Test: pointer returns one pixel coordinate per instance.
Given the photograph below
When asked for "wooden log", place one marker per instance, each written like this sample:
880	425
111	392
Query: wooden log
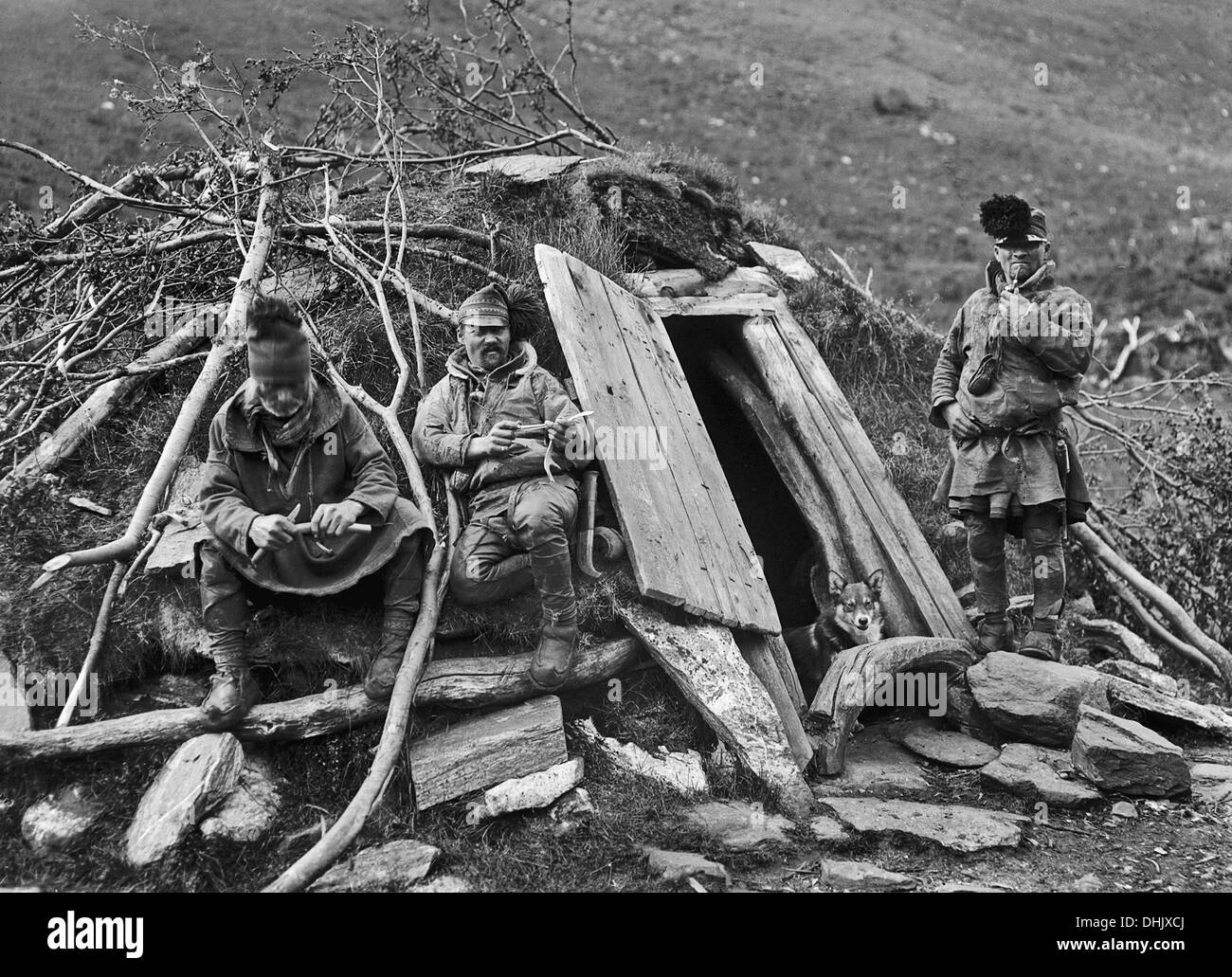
705	663
857	674
196	779
485	751
456	682
682	282
807	491
758	653
931	589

**Assignment**
In the copy you write, the data above must appear exactly, with no pictures.

**Your response**
Test: pointer returns one pixel coordinate per instance.
Given the photograph below
When asked for "wooden log", place one marker per instance, each written like this sample:
880	425
111	392
Query: wooden log
705	663
857	674
196	779
485	751
456	682
682	282
807	491
758	653
931	589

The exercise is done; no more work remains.